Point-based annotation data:
## Start

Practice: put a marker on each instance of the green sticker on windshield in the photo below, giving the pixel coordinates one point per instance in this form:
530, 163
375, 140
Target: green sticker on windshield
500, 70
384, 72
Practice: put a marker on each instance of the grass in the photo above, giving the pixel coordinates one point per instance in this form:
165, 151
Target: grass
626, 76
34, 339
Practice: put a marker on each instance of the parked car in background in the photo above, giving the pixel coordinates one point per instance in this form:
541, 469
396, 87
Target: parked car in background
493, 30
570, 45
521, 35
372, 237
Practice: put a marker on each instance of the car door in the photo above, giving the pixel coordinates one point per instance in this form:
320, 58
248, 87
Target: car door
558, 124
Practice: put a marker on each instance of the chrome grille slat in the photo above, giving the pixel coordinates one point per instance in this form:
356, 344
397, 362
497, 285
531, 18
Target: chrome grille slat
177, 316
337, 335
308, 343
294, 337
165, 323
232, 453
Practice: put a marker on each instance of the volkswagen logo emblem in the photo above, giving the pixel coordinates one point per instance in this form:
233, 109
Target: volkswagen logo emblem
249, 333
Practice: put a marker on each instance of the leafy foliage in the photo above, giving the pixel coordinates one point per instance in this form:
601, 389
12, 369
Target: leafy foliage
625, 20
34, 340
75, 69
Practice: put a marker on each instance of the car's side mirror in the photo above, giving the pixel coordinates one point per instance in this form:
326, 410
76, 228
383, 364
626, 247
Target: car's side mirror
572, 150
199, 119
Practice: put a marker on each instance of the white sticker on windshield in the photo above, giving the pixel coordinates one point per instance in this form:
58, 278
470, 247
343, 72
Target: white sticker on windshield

## End

> _OBJECTIVE_
Copy the entire listing above line for line, changing nothing.

> _WRITTEN RESPONSE_
Practice: put a marker on each instance of the green sticker on windshield in the photo below, giving the pixel coordinates one point per instance in this form:
530, 163
375, 140
Target: green sticker on windshield
500, 70
384, 72
Practice: put a marker on each instance of the grass in the photo above, giving the pixel coordinates one point per instance in this form:
165, 151
Target: grass
626, 76
34, 339
Practice: put a marker on each instance of the parked car in background in the photo above, giving the pixel coordinates one point per instance in this form:
541, 469
396, 87
Target: parked car in background
493, 30
570, 45
521, 35
372, 237
Practice: put a marker on each instance of the car door in the photo above, giving the pixel coordinates one point per instance in this form:
320, 58
248, 87
Target: car door
558, 124
Practice: put a marker on each instance of the chrome grille slat in the photo above, giving the pixel coordinates one point per instance in this form:
356, 344
397, 362
497, 285
531, 18
Target: chrome grille slat
177, 316
337, 335
308, 343
294, 337
165, 323
232, 453
Practice: put a marker on each instance of the volkswagen logo emblem in the photo above, giving the pixel coordinates one point per instance in this form:
233, 109
Target: volkswagen logo emblem
249, 333
Practice: put a marker on each instance of the leafy foliage in the photo above, giving the pixel coordinates one point per instance in this form:
601, 389
12, 369
Target: leafy foliage
625, 20
34, 340
75, 69
Practice: put a marker on each instance of the car's side mirror in the photo above, giving the pixel coordinates one point per instance in this form:
326, 410
76, 228
383, 364
626, 247
Target: car's side mirror
572, 150
199, 119
Practice: put a marker on each instance of the white sticker on windshield in the photo above, giving the pixel coordinates one point per instance in this form:
58, 278
470, 247
343, 72
Target: white sticker on windshield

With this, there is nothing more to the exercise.